Filebeat 是 Beats 家族的日志采集器,比 Logstash 更轻量,适合将日志直接发送到 Elasticsearch 或 Logstash。

filebeat.yml
filebeat.inputs:
  - type: log
    enabled: true
    paths:
      - /var/log/containers/*.log
    json:
      keys_under_root: true
      add_error_key: true
      message_key: message

    # 字段添加
    fields:
      environment: production
      cluster: main
    fields_under_root: true

  # 过滤容器日志(只采集应用日志)
  - type: docker
    containers.ids:
      - '*'
    processors:
      - add_kubernetes_metadata:
          host: ${NODE_NAME}
          matchers:
            - logs_path:
                logs_path: "/var/log/containers/"

++++

任务要求 ->
- A) 根据上面的 Filebeat 配置说明,回答下列问题:
(i) 文中说 Filebeat 比哪个工具更轻量?
(ii) 第一个输入的 paths 下列出的路径是什么?
(iii) fields 中 environment 的值是什么?
- B) 请从结尾处接着续写上面的 Filebeat 配置说明。
后面的列表与此处无关,无需参考。

记录信息 ->
++++

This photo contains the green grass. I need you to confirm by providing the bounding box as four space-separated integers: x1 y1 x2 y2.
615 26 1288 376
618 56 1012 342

++++

答复 ->
- A)
(i) Logstash
(ii) /var/log/containers/*.log
(iii) production

- B)
    json:
      keys_under_root: true
      add_error_key: true

processors:
  - add_host_metadata:
      when.not.contains.tags: forwarded
  - add_cloud_metadata: ~
  - add_docker_metadata: ~

output.elasticsearch:
  hosts: ["elasticsearch:9200"]
  index: "logs-%{+yyyy.MM.dd}"

# 启用索引生命周期管理
setup.ilm.enabled: true
setup.ilm.rollover_alias: "logs"
setup.ilm.pattern: "{now/d}-000001"
setup.ilm.policy_name: "log-retention-policy"

Logstash:数据处理管道

Logstash 适合需要对日志做复杂转换的场景。

logstash-pipeline.conf
input {
  beats {
    port => 5044
  }

  kafka {
    bootstrap_servers => "kafka:9092"
    topics => ["app-logs"]
    group_id => "logstash"
    codec => json
  }
}

filter {
  # 时间解析
  date {
    match => ["timestamp", "ISO8601"]
    target => "@timestamp"
  }

  # JSON 解析
  if [message] =~ /^\{/ {
    json {
      source => "message"
      target => "parsed"
    }

    # 将解析后的字段提升到顶层
    mutate {
      rename => {
        "[parsed][traceId]" => "traceId"
        "[parsed][service]" => "service"
        "[parsed][level]" => "level"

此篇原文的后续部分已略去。